EXCERPT PROVIDED
-*-*-

For example, in CDs (compact discs), a disc substrate functioning as a light transmission layer has a thickness of approximately 1.2 (mm), a laser-beam wavelength of approximately 780 (nm) is employed, a numerical aperture of an objective lens is 0.45, and a recording capacity is 650 (MB). A resolution of pits for recording signals is restricted by a diffraction limit. The diffraction limit DL is given as
DL=λ/(4×NA), in which a laser-beam wavelength λ and a numerical aperture NA are used. The diffraction limit in CDs is calculated from this equation, which yields a value of approximately 430 (nm). In CDs, since a shortest data length (shortest pit length) is approximately 830 (nm), a size of the shortest data length is approximately 1.93 times of a focus spot size determined by the diffraction limit.
Moreover, in DVDs (digital versatile discs), a light transmission layer has a thickness of approximately 0.6 (mm), a laser-beam wavelength of approximately 650 (nm) is employed, an NA is 0.6, and a recording capacity is 4.7 (GB). The diffraction limit in DVDs can be calculated from the same equation as that in the case of CDs, which yields a value of approximately 270 (nm). In DVDs, a shortest data length (shortest pit length) is approximately 400 (nm) and a size of the shortest data length is approximately 1.48 times of a focus spot size.

-*-*-

DATA SEGMENT

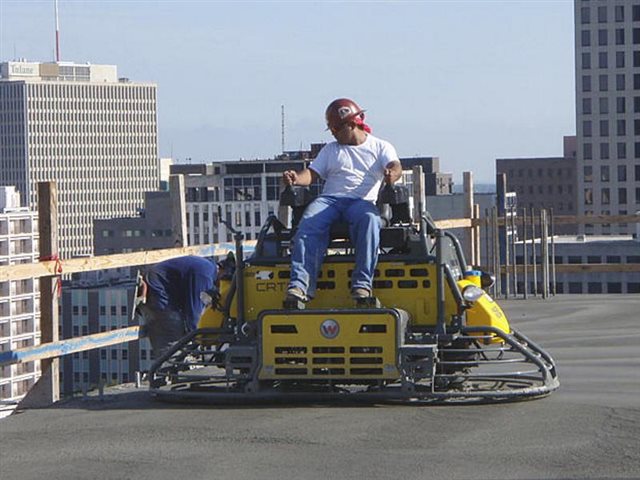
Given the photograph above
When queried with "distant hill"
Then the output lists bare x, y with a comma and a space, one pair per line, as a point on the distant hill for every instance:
477, 188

-*-*-

TASKS
(A) What recording capacity does the optical disc excerpt give for DVDs?
(B) Write out a passage from the optical disc excerpt word for word, starting at "For example, in" and stopping after "the diffraction limit.".
The material above is separate from the optical disc excerpt.

REPLIES
(A) 4.7 GB.

(B)
For example, in CDs (compact discs), a disc substrate functioning as a light transmission layer has a thickness of approximately 1.2 (mm), a laser-beam wavelength of approximately 780 (nm) is employed, a numerical aperture of an objective lens is 0.45, and a recording capacity is 650 (MB). A resolution of pits for recording signals is restricted by a diffraction limit. The diffraction limit DL is given as
DL=λ/(4×NA), in which a laser-beam wavelength λ and a numerical aperture NA are used. The diffraction limit in CDs is calculated from this equation, which yields a value of approximately 430 (nm). In CDs, since a shortest data length (shortest pit length) is approximately 830 (nm), a size of the shortest data length is approximately 1.93 times of a focus spot size determined by the diffraction limit.